== Görev tanımı ==
Aşağıdaki alıntı metne göre şu ifadelerin her biri için evet ya da hayır deyin ve kararı belirleyen sözleri metinden aynen aktarın: (a) Kanun'un 52. maddesine göre zirai faaliyetten doğan kazanç zirai kazançtır. (b) Zirai kazançların gelir vergisine tabi olduğu Kanun'un 52. maddesinde belirtilmiştir. (c) Tarım, ürünlerin pazarlanmasını kapsamaz.

Mehmet Ali Mızırak

Mehmet Ali Mızırak

Zirai ve Ticari Kazanç Ayırımı

Ziraat; kelime olarak "tarım" anlamında kullanılmaktadır. Tarım ise bitkisel ve hayvansal ürünlerin üretilmesi, bunların kalite ve verimlerinin yükseltilmesi, bu ürünlerin uygun koşullarda muhafazası, işlenip değerlendirilmesi ve pazarlanmasına denilmektedir. 

193 sayılı Gelir Vergisi Kanunu'nun (5) 2. maddesinde gelirin unsurlarında bahsedilmiş ve zirai kazançların gelir vergisine tabi olduğu belirtilmiştir. Kanun'un 52. maddesinde de "Zirai faaliyetten doğan kazanç zirai kazançtır." hükmü bulunmaktadır.

== Ham veri ==
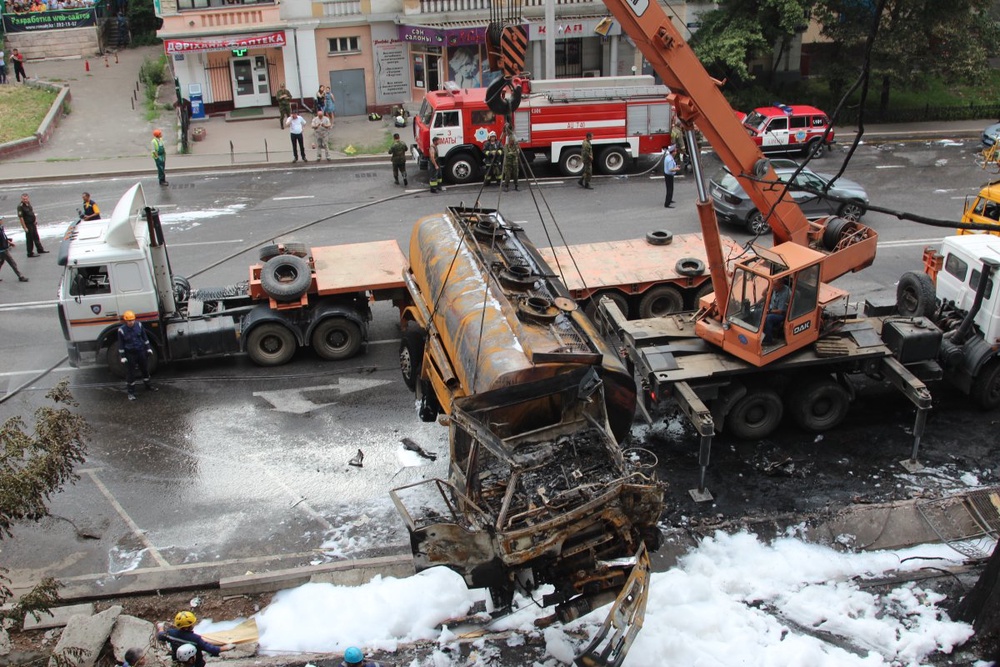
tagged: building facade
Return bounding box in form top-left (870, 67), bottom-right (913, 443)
top-left (157, 0), bottom-right (714, 116)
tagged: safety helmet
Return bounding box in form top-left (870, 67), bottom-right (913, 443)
top-left (173, 612), bottom-right (198, 630)
top-left (175, 648), bottom-right (198, 662)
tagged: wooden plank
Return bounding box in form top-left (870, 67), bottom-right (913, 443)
top-left (312, 241), bottom-right (407, 296)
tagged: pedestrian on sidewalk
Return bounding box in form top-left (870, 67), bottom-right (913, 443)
top-left (83, 192), bottom-right (101, 220)
top-left (17, 192), bottom-right (48, 257)
top-left (118, 310), bottom-right (157, 401)
top-left (10, 49), bottom-right (28, 83)
top-left (285, 111), bottom-right (309, 162)
top-left (0, 216), bottom-right (28, 283)
top-left (430, 137), bottom-right (444, 192)
top-left (578, 132), bottom-right (594, 190)
top-left (274, 84), bottom-right (292, 129)
top-left (149, 128), bottom-right (170, 185)
top-left (312, 109), bottom-right (330, 162)
top-left (663, 144), bottom-right (681, 208)
top-left (389, 132), bottom-right (410, 187)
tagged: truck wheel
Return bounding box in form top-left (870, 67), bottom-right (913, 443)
top-left (726, 389), bottom-right (784, 440)
top-left (639, 285), bottom-right (684, 318)
top-left (170, 276), bottom-right (191, 303)
top-left (646, 229), bottom-right (674, 245)
top-left (583, 290), bottom-right (629, 321)
top-left (247, 322), bottom-right (298, 366)
top-left (896, 271), bottom-right (937, 317)
top-left (260, 255), bottom-right (312, 301)
top-left (747, 209), bottom-right (771, 236)
top-left (674, 257), bottom-right (705, 277)
top-left (444, 152), bottom-right (479, 185)
top-left (105, 342), bottom-right (160, 378)
top-left (597, 146), bottom-right (629, 176)
top-left (399, 322), bottom-right (425, 391)
top-left (312, 317), bottom-right (364, 361)
top-left (969, 359), bottom-right (1000, 410)
top-left (837, 201), bottom-right (868, 220)
top-left (788, 378), bottom-right (851, 433)
top-left (559, 148), bottom-right (583, 178)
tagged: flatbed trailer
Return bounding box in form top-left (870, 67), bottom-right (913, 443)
top-left (601, 299), bottom-right (942, 501)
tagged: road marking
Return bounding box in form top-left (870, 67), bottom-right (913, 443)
top-left (81, 468), bottom-right (171, 568)
top-left (170, 239), bottom-right (244, 248)
top-left (253, 378), bottom-right (392, 415)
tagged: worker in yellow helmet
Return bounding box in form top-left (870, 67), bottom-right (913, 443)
top-left (118, 310), bottom-right (156, 401)
top-left (157, 611), bottom-right (233, 667)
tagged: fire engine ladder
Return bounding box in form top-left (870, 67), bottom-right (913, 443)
top-left (543, 86), bottom-right (664, 102)
top-left (917, 487), bottom-right (1000, 558)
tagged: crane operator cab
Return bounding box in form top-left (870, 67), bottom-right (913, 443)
top-left (703, 243), bottom-right (824, 366)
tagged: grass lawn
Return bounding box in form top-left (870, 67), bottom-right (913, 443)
top-left (0, 84), bottom-right (56, 144)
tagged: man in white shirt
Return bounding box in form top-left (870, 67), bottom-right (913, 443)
top-left (285, 111), bottom-right (309, 162)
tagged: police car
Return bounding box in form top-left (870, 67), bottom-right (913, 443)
top-left (743, 103), bottom-right (833, 156)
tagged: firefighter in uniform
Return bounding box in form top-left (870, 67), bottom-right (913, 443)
top-left (483, 130), bottom-right (503, 185)
top-left (118, 310), bottom-right (157, 401)
top-left (578, 132), bottom-right (594, 190)
top-left (503, 134), bottom-right (520, 192)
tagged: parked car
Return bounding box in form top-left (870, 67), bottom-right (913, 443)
top-left (982, 123), bottom-right (1000, 148)
top-left (709, 160), bottom-right (868, 234)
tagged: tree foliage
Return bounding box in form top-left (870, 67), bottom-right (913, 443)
top-left (0, 380), bottom-right (89, 618)
top-left (691, 0), bottom-right (815, 83)
top-left (815, 0), bottom-right (997, 112)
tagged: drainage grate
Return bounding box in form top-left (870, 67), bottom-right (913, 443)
top-left (917, 487), bottom-right (1000, 558)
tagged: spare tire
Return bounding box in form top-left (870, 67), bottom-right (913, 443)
top-left (260, 255), bottom-right (312, 301)
top-left (674, 257), bottom-right (705, 276)
top-left (646, 229), bottom-right (674, 245)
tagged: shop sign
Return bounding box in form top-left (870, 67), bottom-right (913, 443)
top-left (163, 30), bottom-right (285, 53)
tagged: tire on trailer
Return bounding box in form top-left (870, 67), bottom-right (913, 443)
top-left (310, 317), bottom-right (365, 361)
top-left (170, 276), bottom-right (191, 303)
top-left (726, 389), bottom-right (785, 440)
top-left (674, 257), bottom-right (705, 277)
top-left (444, 151), bottom-right (480, 185)
top-left (583, 290), bottom-right (629, 321)
top-left (399, 322), bottom-right (426, 392)
top-left (559, 148), bottom-right (583, 178)
top-left (969, 358), bottom-right (1000, 410)
top-left (247, 322), bottom-right (298, 366)
top-left (788, 378), bottom-right (851, 433)
top-left (639, 285), bottom-right (684, 318)
top-left (105, 338), bottom-right (160, 378)
top-left (260, 255), bottom-right (312, 301)
top-left (896, 271), bottom-right (937, 317)
top-left (595, 146), bottom-right (631, 176)
top-left (646, 229), bottom-right (674, 245)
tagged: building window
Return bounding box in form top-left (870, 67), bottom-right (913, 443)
top-left (326, 37), bottom-right (361, 53)
top-left (177, 0), bottom-right (274, 11)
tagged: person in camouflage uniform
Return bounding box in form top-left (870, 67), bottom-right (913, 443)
top-left (389, 133), bottom-right (410, 186)
top-left (503, 134), bottom-right (521, 192)
top-left (483, 130), bottom-right (503, 185)
top-left (274, 84), bottom-right (292, 129)
top-left (578, 132), bottom-right (594, 190)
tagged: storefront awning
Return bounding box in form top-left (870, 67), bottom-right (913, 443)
top-left (163, 30), bottom-right (285, 53)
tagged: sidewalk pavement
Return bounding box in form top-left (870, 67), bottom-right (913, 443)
top-left (0, 46), bottom-right (996, 183)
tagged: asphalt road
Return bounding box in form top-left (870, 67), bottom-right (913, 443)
top-left (0, 141), bottom-right (995, 586)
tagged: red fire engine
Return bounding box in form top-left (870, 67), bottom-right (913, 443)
top-left (413, 76), bottom-right (672, 183)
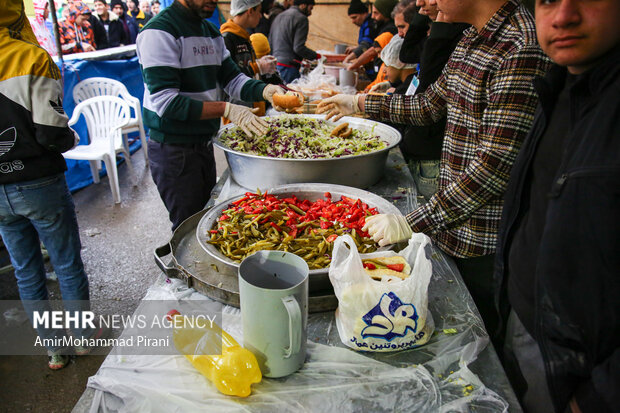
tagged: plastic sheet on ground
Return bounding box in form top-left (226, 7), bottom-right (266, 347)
top-left (88, 272), bottom-right (508, 413)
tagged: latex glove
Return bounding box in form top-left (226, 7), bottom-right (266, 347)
top-left (362, 214), bottom-right (413, 247)
top-left (224, 103), bottom-right (269, 136)
top-left (256, 55), bottom-right (278, 75)
top-left (342, 53), bottom-right (357, 63)
top-left (69, 127), bottom-right (80, 149)
top-left (263, 85), bottom-right (286, 106)
top-left (316, 95), bottom-right (362, 122)
top-left (370, 82), bottom-right (392, 93)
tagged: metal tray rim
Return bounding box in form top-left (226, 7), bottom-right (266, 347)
top-left (213, 114), bottom-right (402, 163)
top-left (196, 183), bottom-right (402, 276)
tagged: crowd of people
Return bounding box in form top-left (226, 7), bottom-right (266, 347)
top-left (6, 0), bottom-right (620, 413)
top-left (30, 0), bottom-right (160, 56)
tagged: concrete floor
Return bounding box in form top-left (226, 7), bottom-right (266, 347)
top-left (0, 145), bottom-right (226, 412)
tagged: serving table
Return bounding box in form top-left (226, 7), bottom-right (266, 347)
top-left (73, 148), bottom-right (521, 412)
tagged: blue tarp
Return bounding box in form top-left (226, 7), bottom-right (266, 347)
top-left (61, 57), bottom-right (148, 192)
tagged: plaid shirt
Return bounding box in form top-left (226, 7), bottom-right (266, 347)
top-left (365, 0), bottom-right (550, 258)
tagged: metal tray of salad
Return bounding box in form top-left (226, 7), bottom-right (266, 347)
top-left (214, 115), bottom-right (401, 190)
top-left (196, 183), bottom-right (401, 291)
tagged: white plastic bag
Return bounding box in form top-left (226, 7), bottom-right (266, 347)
top-left (329, 233), bottom-right (435, 351)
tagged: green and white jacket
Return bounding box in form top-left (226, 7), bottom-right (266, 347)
top-left (136, 1), bottom-right (265, 143)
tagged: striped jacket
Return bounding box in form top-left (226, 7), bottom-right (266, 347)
top-left (365, 0), bottom-right (550, 258)
top-left (136, 2), bottom-right (265, 143)
top-left (0, 6), bottom-right (75, 184)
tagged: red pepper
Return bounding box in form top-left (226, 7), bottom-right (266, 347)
top-left (386, 264), bottom-right (405, 272)
top-left (232, 196), bottom-right (250, 205)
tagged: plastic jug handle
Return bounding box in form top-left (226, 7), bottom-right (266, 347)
top-left (282, 295), bottom-right (301, 358)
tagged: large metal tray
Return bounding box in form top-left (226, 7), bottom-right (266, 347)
top-left (196, 184), bottom-right (401, 292)
top-left (213, 115), bottom-right (401, 190)
top-left (154, 209), bottom-right (338, 313)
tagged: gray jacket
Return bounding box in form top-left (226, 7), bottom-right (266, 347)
top-left (269, 6), bottom-right (316, 66)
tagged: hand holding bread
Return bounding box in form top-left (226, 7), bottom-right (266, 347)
top-left (273, 91), bottom-right (304, 112)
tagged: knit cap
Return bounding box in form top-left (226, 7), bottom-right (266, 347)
top-left (32, 0), bottom-right (47, 16)
top-left (347, 0), bottom-right (368, 15)
top-left (110, 0), bottom-right (127, 10)
top-left (381, 36), bottom-right (416, 69)
top-left (375, 0), bottom-right (398, 19)
top-left (250, 33), bottom-right (271, 59)
top-left (69, 1), bottom-right (92, 18)
top-left (230, 0), bottom-right (261, 17)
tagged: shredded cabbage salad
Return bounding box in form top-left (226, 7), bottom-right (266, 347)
top-left (220, 115), bottom-right (387, 159)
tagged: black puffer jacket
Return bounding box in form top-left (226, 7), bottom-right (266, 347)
top-left (495, 47), bottom-right (620, 413)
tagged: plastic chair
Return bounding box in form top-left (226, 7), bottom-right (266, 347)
top-left (73, 77), bottom-right (149, 161)
top-left (63, 96), bottom-right (133, 204)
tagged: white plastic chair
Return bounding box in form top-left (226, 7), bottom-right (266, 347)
top-left (63, 96), bottom-right (133, 204)
top-left (73, 77), bottom-right (149, 160)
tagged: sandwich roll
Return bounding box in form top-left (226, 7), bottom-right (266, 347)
top-left (362, 255), bottom-right (411, 280)
top-left (273, 91), bottom-right (304, 110)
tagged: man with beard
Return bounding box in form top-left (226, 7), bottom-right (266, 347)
top-left (58, 1), bottom-right (96, 54)
top-left (137, 0), bottom-right (285, 230)
top-left (317, 0), bottom-right (549, 349)
top-left (110, 0), bottom-right (138, 44)
top-left (495, 0), bottom-right (620, 413)
top-left (269, 0), bottom-right (317, 83)
top-left (95, 0), bottom-right (129, 47)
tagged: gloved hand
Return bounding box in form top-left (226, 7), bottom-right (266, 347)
top-left (370, 82), bottom-right (392, 93)
top-left (263, 85), bottom-right (286, 107)
top-left (69, 127), bottom-right (80, 149)
top-left (224, 103), bottom-right (269, 136)
top-left (362, 214), bottom-right (413, 247)
top-left (316, 95), bottom-right (362, 122)
top-left (256, 55), bottom-right (278, 75)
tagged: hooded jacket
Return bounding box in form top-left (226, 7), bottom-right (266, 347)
top-left (220, 20), bottom-right (260, 77)
top-left (269, 6), bottom-right (316, 65)
top-left (29, 0), bottom-right (58, 56)
top-left (0, 0), bottom-right (75, 184)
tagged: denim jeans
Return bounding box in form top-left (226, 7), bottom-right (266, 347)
top-left (148, 140), bottom-right (217, 231)
top-left (0, 174), bottom-right (92, 350)
top-left (408, 160), bottom-right (439, 202)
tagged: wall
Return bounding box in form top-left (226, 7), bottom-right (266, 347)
top-left (218, 0), bottom-right (359, 50)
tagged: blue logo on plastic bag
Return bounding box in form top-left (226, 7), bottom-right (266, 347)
top-left (362, 292), bottom-right (418, 341)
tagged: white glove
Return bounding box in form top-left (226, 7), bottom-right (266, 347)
top-left (263, 85), bottom-right (286, 107)
top-left (362, 214), bottom-right (413, 247)
top-left (316, 95), bottom-right (362, 122)
top-left (224, 102), bottom-right (269, 136)
top-left (256, 55), bottom-right (278, 75)
top-left (370, 82), bottom-right (392, 93)
top-left (69, 127), bottom-right (80, 149)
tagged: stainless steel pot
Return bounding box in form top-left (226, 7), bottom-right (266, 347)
top-left (213, 115), bottom-right (401, 190)
top-left (196, 184), bottom-right (401, 292)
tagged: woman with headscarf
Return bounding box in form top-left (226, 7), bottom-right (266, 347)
top-left (58, 1), bottom-right (96, 54)
top-left (28, 0), bottom-right (58, 56)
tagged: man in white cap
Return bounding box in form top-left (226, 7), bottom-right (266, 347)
top-left (269, 0), bottom-right (318, 83)
top-left (220, 0), bottom-right (276, 83)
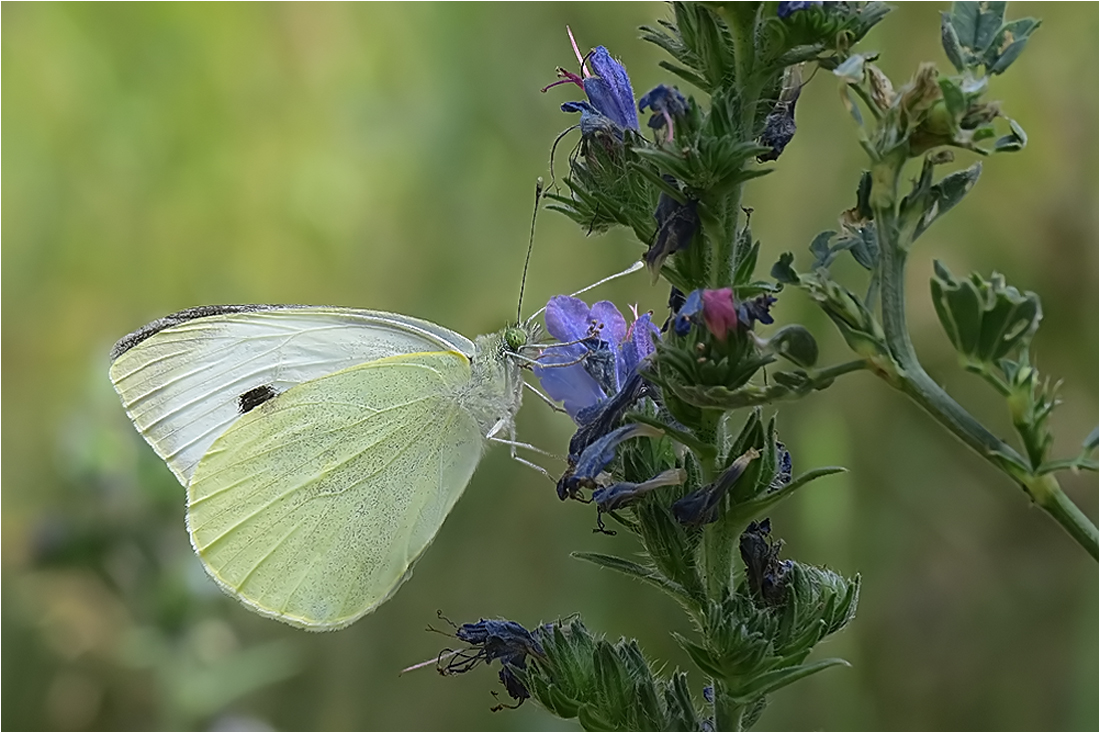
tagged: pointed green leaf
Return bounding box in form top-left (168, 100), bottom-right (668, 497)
top-left (733, 658), bottom-right (850, 704)
top-left (572, 553), bottom-right (693, 603)
top-left (672, 632), bottom-right (726, 678)
top-left (952, 2), bottom-right (1007, 56)
top-left (939, 13), bottom-right (968, 74)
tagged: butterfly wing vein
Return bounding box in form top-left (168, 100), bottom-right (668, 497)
top-left (188, 352), bottom-right (484, 628)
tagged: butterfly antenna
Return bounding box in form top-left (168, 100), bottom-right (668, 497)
top-left (516, 176), bottom-right (542, 324)
top-left (527, 260), bottom-right (646, 324)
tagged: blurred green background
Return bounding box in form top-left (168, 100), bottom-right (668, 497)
top-left (0, 3), bottom-right (1098, 730)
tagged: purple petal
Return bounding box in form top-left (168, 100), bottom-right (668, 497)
top-left (615, 313), bottom-right (660, 385)
top-left (545, 295), bottom-right (592, 341)
top-left (534, 343), bottom-right (604, 418)
top-left (589, 300), bottom-right (626, 348)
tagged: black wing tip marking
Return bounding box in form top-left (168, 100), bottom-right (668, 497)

== Alıştırmanın cevabı ==
(a) Evet: "Zirai faaliyetten doğan kazanç zirai kazançtır."
(b) Hayır: "2. maddesinde gelirin unsurlarında bahsedilmiş ve zirai kazançların gelir vergisine tabi olduğu belirtilmiştir"
(c) Hayır: "bu ürünlerin uygun koşullarda muhafazası, işlenip değerlendirilmesi ve pazarlanmasına denilmektedir"